*** Given data ***

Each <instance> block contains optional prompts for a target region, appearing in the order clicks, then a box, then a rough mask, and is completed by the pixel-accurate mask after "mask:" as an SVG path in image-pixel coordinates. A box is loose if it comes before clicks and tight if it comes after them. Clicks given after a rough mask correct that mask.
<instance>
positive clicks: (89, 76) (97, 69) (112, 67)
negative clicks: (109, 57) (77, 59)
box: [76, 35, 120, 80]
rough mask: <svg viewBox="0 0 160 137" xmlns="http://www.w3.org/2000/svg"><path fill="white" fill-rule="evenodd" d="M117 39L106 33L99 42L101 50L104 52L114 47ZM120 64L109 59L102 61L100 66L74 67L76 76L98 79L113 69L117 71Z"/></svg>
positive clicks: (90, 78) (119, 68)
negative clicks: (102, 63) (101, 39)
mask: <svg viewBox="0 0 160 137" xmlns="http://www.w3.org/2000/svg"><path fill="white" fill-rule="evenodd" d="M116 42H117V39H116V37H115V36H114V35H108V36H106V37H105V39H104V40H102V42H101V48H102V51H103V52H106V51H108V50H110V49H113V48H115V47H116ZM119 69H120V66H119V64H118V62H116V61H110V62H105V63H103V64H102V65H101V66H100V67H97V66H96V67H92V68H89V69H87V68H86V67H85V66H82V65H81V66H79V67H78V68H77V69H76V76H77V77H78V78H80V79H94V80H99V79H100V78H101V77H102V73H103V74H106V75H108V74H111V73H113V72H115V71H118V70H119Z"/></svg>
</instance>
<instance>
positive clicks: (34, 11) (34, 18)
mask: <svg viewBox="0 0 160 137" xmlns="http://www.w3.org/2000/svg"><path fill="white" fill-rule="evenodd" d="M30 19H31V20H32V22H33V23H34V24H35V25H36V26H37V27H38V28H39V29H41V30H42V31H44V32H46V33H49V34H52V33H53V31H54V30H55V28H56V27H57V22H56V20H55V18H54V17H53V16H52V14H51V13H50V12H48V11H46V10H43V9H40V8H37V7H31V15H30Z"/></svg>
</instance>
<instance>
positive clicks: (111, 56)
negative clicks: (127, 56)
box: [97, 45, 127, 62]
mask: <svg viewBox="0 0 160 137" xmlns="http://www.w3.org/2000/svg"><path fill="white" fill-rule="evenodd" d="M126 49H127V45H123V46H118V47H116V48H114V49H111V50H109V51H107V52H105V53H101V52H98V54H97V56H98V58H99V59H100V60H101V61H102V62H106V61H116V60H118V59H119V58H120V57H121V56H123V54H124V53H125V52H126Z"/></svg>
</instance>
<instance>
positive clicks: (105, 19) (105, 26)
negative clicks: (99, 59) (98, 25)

*** End of Given data ***

**Activity**
Output the full set of entries exactly as they were given.

**Exercise result**
Each <instance> block contains optional prompts for a target region, appearing in the order clicks, then a box, then a rough mask, and is completed by the pixel-accurate mask after "mask:" as an SVG path in image-pixel coordinates. A box is loose if it comes before clicks and tight if it comes after them. Clicks given after a rough mask correct that mask.
<instance>
positive clicks: (89, 76) (97, 69) (112, 67)
negative clicks: (109, 57) (77, 59)
box: [76, 35, 120, 80]
rough mask: <svg viewBox="0 0 160 137" xmlns="http://www.w3.org/2000/svg"><path fill="white" fill-rule="evenodd" d="M117 39L106 33L99 42L101 50L104 52L114 47ZM120 64L109 59L102 61L100 66L74 67L76 76L98 79L113 69L117 71Z"/></svg>
positive clicks: (90, 78) (119, 68)
negative clicks: (102, 63) (101, 39)
mask: <svg viewBox="0 0 160 137" xmlns="http://www.w3.org/2000/svg"><path fill="white" fill-rule="evenodd" d="M116 42H117V39H116V37H115V36H114V35H108V36H106V37H105V39H104V40H102V42H101V48H102V51H103V52H106V51H108V50H110V49H113V48H115V47H116ZM119 69H120V66H119V64H118V62H116V61H110V62H105V63H103V64H102V65H101V66H100V67H97V66H96V67H92V68H89V69H87V68H86V67H85V66H82V65H81V66H79V67H78V68H77V69H76V76H77V77H78V78H80V79H94V80H99V79H100V78H101V77H102V73H103V74H106V75H108V74H111V73H113V72H115V71H118V70H119Z"/></svg>
</instance>
<instance>
positive clicks: (34, 11) (34, 18)
mask: <svg viewBox="0 0 160 137" xmlns="http://www.w3.org/2000/svg"><path fill="white" fill-rule="evenodd" d="M30 19H31V20H32V22H33V23H34V24H35V25H36V26H37V27H38V28H39V29H41V30H42V31H44V32H46V33H49V34H52V33H53V31H54V30H55V28H56V27H57V22H56V20H55V18H54V17H53V16H52V14H51V13H50V12H48V11H46V10H43V9H40V8H37V7H31V15H30Z"/></svg>
</instance>
<instance>
positive clicks: (111, 56)
negative clicks: (127, 56)
box: [97, 45, 127, 62]
mask: <svg viewBox="0 0 160 137" xmlns="http://www.w3.org/2000/svg"><path fill="white" fill-rule="evenodd" d="M126 49H127V45H123V46H118V47H116V48H114V49H111V50H109V51H107V52H105V53H101V52H98V54H97V56H98V58H99V59H100V60H101V61H102V62H106V61H116V60H118V59H119V58H120V57H121V56H123V54H124V53H125V52H126Z"/></svg>
</instance>
<instance>
positive clicks: (105, 19) (105, 26)
negative clicks: (99, 59) (98, 25)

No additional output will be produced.